> **PASSAGE TO READ**:

☆ ☆ ☆ ☆

In 1967, McDonnell Aircraft merged with the Douglas Aircraft Company to create McDonnell Douglas. Later that year Douglas Aircraft Company's space and missiles division became part of a new subsidiary called McDonnell Douglas Astronautics, located in Huntington Beach, California, producing the Delta series of launch vehicles. The new combined company also developed the F-15 Eagle and F/A-18 Hornet fighters.

He served as chairman of the United Nations Association of the United States, and in 1958 his company became the first organization in the world to celebrate United Nations Day as a paid holiday. In 1980 McDonnell was awarded the NAS Award in Aeronautical Engineering from the National Academy of Sciences.

He was succeeded as Chair of McDonnell Douglas by his nephew Sanford N. McDonnell in 1980.

McDonnell Douglas and Boeing consolidated in 1997.

☆ ☆ ☆ ☆

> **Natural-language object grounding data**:
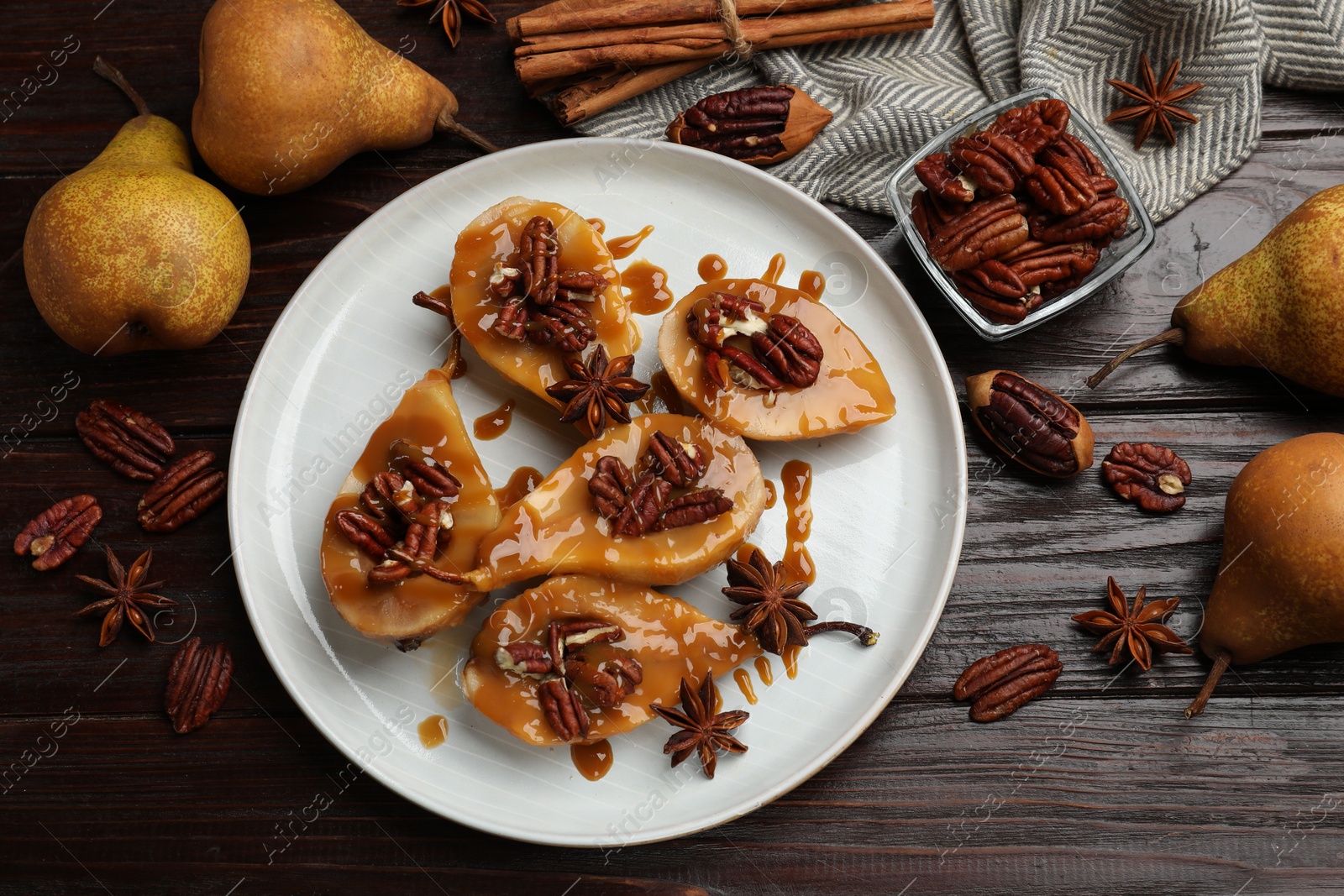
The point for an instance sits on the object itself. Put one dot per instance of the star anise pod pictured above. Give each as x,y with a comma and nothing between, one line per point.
127,593
703,730
1156,101
770,607
1137,631
450,13
598,391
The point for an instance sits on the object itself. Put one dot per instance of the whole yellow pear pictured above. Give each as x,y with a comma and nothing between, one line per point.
1281,579
134,251
289,89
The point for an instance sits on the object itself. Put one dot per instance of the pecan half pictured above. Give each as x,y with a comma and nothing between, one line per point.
564,710
1149,474
984,228
1030,423
1000,684
759,125
55,533
198,683
671,459
539,262
944,181
696,506
181,493
1035,125
124,438
995,161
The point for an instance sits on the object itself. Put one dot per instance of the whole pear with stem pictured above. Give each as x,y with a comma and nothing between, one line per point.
134,251
1278,307
289,89
1281,579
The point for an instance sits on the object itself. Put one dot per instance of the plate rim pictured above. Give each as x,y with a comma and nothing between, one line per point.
843,741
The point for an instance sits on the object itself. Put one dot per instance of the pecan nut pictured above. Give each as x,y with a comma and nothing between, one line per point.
198,683
759,125
181,493
55,533
995,161
984,228
564,710
124,438
944,181
1000,684
1149,474
671,459
1030,423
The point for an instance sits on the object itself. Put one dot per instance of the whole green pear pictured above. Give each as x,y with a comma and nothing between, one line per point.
1281,579
134,251
1278,307
289,89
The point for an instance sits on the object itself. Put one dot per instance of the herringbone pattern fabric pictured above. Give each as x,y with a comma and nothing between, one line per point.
890,94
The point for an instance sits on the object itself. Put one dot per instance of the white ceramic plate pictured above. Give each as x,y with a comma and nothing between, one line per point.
889,503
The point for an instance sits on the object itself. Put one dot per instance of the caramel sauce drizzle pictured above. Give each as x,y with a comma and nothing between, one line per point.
712,268
774,269
743,680
812,282
647,286
622,246
796,479
519,485
591,761
494,425
765,671
433,731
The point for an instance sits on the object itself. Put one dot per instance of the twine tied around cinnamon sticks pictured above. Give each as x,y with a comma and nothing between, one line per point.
593,54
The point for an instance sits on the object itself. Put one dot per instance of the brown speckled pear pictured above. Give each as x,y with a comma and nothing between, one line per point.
134,251
1281,579
1278,307
289,89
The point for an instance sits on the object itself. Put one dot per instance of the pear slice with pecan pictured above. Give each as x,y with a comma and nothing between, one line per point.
534,282
577,658
418,479
662,499
772,363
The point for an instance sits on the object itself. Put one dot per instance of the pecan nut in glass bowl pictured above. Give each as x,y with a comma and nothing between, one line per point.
1018,212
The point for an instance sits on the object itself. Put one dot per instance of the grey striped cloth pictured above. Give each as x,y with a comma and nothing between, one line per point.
893,93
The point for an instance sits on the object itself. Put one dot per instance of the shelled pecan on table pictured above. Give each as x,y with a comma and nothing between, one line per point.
1018,212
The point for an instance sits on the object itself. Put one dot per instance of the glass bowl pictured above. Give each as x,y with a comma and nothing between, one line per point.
1121,253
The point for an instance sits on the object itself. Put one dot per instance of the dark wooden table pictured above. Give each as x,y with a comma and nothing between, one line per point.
1101,788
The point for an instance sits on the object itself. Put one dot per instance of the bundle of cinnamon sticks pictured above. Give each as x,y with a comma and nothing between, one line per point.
598,53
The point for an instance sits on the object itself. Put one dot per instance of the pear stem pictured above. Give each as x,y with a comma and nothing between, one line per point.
1175,336
449,123
112,74
1221,663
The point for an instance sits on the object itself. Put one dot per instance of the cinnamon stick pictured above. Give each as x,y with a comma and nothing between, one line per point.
571,15
640,47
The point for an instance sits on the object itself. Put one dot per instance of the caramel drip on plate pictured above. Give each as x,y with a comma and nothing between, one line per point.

☆ ☆ ☆ ☆

Rewrite the passage on McDonnell Douglas from "He served as" to "McDonnell in 1980.", with "nephew" replaced by "relative".

He served as chairman of the United Nations Association of the United States, and in 1958 his company became the first organization in the world to celebrate United Nations Day as a paid holiday. In 1980 McDonnell was awarded the NAS Award in Aeronautical Engineering from the National Academy of Sciences.

He was succeeded as Chair of McDonnell Douglas by his relative Sanford N. McDonnell in 1980.